YOUR ASSIGNMENT:
Your copy should repeat each record exactly and contain none of the pictures.

(Stored data entries)

• • •

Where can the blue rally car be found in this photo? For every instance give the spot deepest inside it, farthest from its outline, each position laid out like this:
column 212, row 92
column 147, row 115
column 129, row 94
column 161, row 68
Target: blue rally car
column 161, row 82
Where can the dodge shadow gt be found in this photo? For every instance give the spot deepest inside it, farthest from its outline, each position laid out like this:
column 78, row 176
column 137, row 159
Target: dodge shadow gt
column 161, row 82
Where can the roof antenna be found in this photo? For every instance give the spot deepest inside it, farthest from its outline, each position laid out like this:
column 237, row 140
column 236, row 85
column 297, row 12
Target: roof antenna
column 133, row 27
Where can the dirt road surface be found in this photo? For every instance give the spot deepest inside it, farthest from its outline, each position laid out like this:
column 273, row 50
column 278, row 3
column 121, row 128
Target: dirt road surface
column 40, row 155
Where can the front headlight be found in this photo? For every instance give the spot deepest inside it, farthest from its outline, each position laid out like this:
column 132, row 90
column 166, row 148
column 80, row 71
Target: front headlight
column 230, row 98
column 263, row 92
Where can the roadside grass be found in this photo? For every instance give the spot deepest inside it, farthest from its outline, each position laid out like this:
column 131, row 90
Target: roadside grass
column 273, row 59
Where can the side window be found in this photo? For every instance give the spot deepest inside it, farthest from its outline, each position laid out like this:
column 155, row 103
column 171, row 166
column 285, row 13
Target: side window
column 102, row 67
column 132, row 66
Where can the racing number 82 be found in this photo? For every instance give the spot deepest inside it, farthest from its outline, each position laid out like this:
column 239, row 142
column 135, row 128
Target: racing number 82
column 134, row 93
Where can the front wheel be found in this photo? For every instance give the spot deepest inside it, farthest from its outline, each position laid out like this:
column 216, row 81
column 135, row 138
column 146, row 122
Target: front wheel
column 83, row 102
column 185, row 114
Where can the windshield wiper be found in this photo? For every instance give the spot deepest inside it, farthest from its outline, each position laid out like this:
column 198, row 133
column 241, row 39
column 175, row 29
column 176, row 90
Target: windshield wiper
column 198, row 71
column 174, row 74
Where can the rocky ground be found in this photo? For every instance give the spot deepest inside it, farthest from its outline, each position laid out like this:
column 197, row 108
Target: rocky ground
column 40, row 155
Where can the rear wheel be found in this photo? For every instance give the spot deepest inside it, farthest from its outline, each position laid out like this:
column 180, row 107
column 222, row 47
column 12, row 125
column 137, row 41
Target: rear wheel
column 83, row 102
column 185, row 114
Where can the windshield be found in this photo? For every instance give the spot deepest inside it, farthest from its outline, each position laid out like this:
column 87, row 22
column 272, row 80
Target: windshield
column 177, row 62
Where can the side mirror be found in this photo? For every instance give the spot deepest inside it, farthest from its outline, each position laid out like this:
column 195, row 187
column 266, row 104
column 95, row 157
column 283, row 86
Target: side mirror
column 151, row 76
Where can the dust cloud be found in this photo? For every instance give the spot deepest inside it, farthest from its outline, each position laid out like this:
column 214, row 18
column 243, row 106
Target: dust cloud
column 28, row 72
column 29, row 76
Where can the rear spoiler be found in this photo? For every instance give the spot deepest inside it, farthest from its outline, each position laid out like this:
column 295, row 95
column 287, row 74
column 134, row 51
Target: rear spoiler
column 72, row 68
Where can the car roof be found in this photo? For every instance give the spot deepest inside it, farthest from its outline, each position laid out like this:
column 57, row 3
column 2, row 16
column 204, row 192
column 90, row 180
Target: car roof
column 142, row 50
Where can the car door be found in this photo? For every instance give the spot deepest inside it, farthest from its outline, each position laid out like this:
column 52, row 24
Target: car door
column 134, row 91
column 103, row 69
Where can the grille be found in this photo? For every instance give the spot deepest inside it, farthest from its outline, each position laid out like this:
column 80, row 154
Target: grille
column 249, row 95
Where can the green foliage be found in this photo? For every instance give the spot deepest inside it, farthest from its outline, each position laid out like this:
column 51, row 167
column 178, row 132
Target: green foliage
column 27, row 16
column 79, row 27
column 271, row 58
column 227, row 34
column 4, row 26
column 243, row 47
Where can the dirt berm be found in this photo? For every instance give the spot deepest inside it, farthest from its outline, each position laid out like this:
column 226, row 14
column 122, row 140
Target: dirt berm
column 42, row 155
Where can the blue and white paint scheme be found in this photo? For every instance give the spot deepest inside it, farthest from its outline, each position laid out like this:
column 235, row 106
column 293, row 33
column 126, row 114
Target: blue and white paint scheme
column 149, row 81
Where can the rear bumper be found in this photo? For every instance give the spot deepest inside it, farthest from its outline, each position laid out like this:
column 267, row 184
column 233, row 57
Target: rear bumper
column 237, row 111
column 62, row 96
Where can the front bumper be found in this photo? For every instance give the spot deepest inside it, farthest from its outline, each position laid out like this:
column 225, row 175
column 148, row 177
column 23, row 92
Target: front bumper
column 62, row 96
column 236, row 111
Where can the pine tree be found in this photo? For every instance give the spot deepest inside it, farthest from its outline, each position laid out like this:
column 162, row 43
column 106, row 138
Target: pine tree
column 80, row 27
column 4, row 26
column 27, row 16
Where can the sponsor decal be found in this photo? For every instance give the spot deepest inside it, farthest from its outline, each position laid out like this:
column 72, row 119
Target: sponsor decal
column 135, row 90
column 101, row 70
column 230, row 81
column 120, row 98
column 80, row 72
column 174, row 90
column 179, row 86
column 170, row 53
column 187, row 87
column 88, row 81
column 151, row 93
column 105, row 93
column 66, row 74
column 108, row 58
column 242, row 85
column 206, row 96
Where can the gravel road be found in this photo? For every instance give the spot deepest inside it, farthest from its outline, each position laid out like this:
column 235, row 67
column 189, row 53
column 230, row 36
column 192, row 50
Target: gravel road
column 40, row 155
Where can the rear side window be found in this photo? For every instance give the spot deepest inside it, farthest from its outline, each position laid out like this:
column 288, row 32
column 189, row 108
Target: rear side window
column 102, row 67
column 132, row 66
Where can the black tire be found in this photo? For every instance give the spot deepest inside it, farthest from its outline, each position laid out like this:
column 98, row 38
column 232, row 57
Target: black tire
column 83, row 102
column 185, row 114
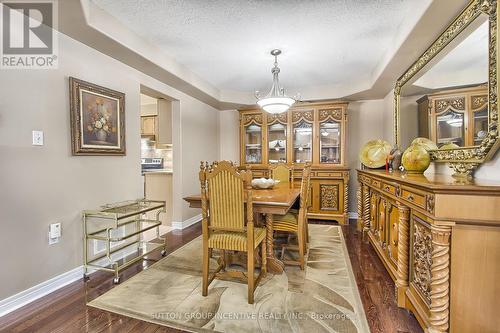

• • •

TASK SOLUTION:
Where can the blue rally car be found in this photo? For every instance give the spot deepest inside it, farthest from its outline, each position laid out like this:
column 212, row 92
column 147, row 115
column 129, row 94
column 161, row 68
Target: blue rally car
column 161, row 82
Where can the dodge shadow gt be found in this photo? For every instance give the spot deepest inside it, farthest from its outline, each position laid out like this:
column 78, row 176
column 137, row 159
Target: dodge shadow gt
column 161, row 82
Where can the roof antenna be found in this photo? For every instance give the spot deepest inside it, farthest from its outline, each position laid out like this:
column 237, row 140
column 236, row 85
column 297, row 12
Target: roof antenna
column 133, row 27
Where can the dirt road surface be found in this photo? For every instance give the spot deepest inside it, farthest from its outline, each position laid out like this:
column 273, row 50
column 278, row 3
column 121, row 128
Target: dirt road surface
column 40, row 155
Where can the front headlight be found in this photo? For every instance give the spot deepest inside it, farthest from its outline, each position laid out like this:
column 132, row 90
column 166, row 148
column 80, row 71
Target: front headlight
column 230, row 98
column 263, row 92
Where can the roadside grass be found in this photo? For every instance give the spot deepest inside it, farthest from its outline, each position laid out like this:
column 131, row 90
Target: roadside grass
column 273, row 59
Where can the side window be found in this photo? For every instance give the spot deepest inside it, farthest from its outline, each position laid out like this:
column 155, row 103
column 171, row 166
column 285, row 13
Target: side window
column 102, row 67
column 132, row 66
Where can the racing number 82 be found in this photo? For every instance give the spot deepest inside it, farthest from its outline, each position laid out like this:
column 239, row 142
column 135, row 128
Target: racing number 82
column 134, row 93
Where can the front wheel be found in this photo? For every instance give the spot deepest inside it, farthest from its outline, each position laid out like this:
column 216, row 81
column 135, row 138
column 146, row 122
Target: front wheel
column 83, row 102
column 185, row 114
Where can the windshield wiper be found in this photo? For every instance give the spot deepest inside it, farthest from its outline, each position laid out like this:
column 198, row 133
column 241, row 39
column 175, row 29
column 176, row 90
Target: windshield wiper
column 198, row 71
column 174, row 74
Where can the rocky ground be found in this photo? For every instance give the spot deepest inside it, farthest from its outline, each position laid out like this:
column 197, row 108
Target: rocky ground
column 40, row 155
Where can the rear wheel be found in this photo? For every instance give the spot deepest inside it, farthest from its outline, each position laid out like this:
column 180, row 107
column 222, row 47
column 12, row 125
column 137, row 41
Target: rear wheel
column 83, row 102
column 185, row 114
Where can the windshield be found in this photo? For every instance give the spot deepest inside it, farthest from its outline, each position laid out like this:
column 87, row 22
column 272, row 80
Target: windshield
column 177, row 62
Where can the side mirror be found in this photo? For every instance give the spot deepest inside it, farthest from its outline, each position laid out like this:
column 195, row 187
column 266, row 104
column 95, row 157
column 283, row 86
Target: side mirror
column 151, row 76
Where can the dust cloud be found in this photo? For every instance give the spot deepest inside it, farthest from its outline, each position laid out like this:
column 214, row 18
column 243, row 106
Target: dust cloud
column 28, row 72
column 29, row 76
Where can the rear spoiler be found in this photo? For every instance give the spot deepest inside it, farthest from its outline, each position laid out like this:
column 295, row 95
column 287, row 74
column 134, row 51
Target: rear spoiler
column 72, row 68
Where can the car roof be found in this photo? For every instance give the spot deepest inside it, farthest from its outline, each position laid out like this:
column 57, row 3
column 2, row 16
column 204, row 192
column 90, row 180
Target: car roof
column 142, row 50
Where can the car door be found in this photo? For every instance give the spot deepest inside it, farthest from its outline, each position laid out like this:
column 52, row 24
Target: car door
column 134, row 91
column 103, row 69
Where can the grille be found in this photo? For every instance give the spot deepest inside it, farthest from its outline, each position laid out like this:
column 80, row 154
Target: grille
column 249, row 95
Where can the green foliage be found in this photo? For every instance give the spot deepest inside it, farthest from its outline, each position laid out like this:
column 51, row 167
column 178, row 132
Target: green foliage
column 27, row 16
column 79, row 27
column 271, row 58
column 227, row 34
column 4, row 26
column 243, row 47
Where can the dirt berm be found in this photo? For every instance give the spot deepest inside it, farthest from its outline, each position laid out like this:
column 226, row 14
column 122, row 140
Target: dirt berm
column 42, row 155
Where can the blue and white paint scheme be found in this photo? For every instance give the spot deepest inside it, farthest from its outline, each position laid out like this:
column 235, row 106
column 293, row 33
column 126, row 114
Target: blue and white paint scheme
column 149, row 81
Where can the rear bumper be found in this photo? For every instance give the spot deepest inside it, farthest from its outline, each position laid out like this:
column 267, row 184
column 233, row 57
Target: rear bumper
column 237, row 111
column 62, row 96
Where can the front bumper be found in this photo? For every instance give the spot deepest inside it, farthest from its outline, each position laid out like this:
column 225, row 175
column 148, row 177
column 23, row 92
Target: front bumper
column 62, row 96
column 236, row 111
Where can the pine tree be found in this photo? For every instance give the spot deepest inside it, farthest from its outline, each position laid out like this:
column 162, row 43
column 106, row 138
Target: pine tree
column 80, row 27
column 4, row 26
column 27, row 16
Where can the sponsor decal be found in this photo? For every instance give the spot deepest inside it, farthest from its outline, each position laid out like this:
column 72, row 119
Target: sponsor decal
column 135, row 90
column 101, row 70
column 230, row 81
column 120, row 98
column 80, row 72
column 174, row 90
column 179, row 86
column 170, row 53
column 187, row 87
column 88, row 81
column 151, row 93
column 105, row 93
column 66, row 74
column 108, row 58
column 242, row 85
column 206, row 96
Where can the gravel road be found in this photo? For every instance give the spot deepest inside it, farthest from its outline, each position laid out like this:
column 235, row 67
column 189, row 53
column 230, row 36
column 192, row 50
Target: gravel road
column 40, row 155
Where can the rear side window be found in this photo? For every instance give the spot deepest inside it, farthest from its outline, each position laid out like this:
column 288, row 32
column 189, row 108
Target: rear side window
column 102, row 67
column 132, row 66
Where can the black tire be found in this photo? For every instance give the spot deepest inside it, farthest from its outline, each position laid out like this:
column 98, row 38
column 232, row 57
Target: black tire
column 83, row 102
column 185, row 114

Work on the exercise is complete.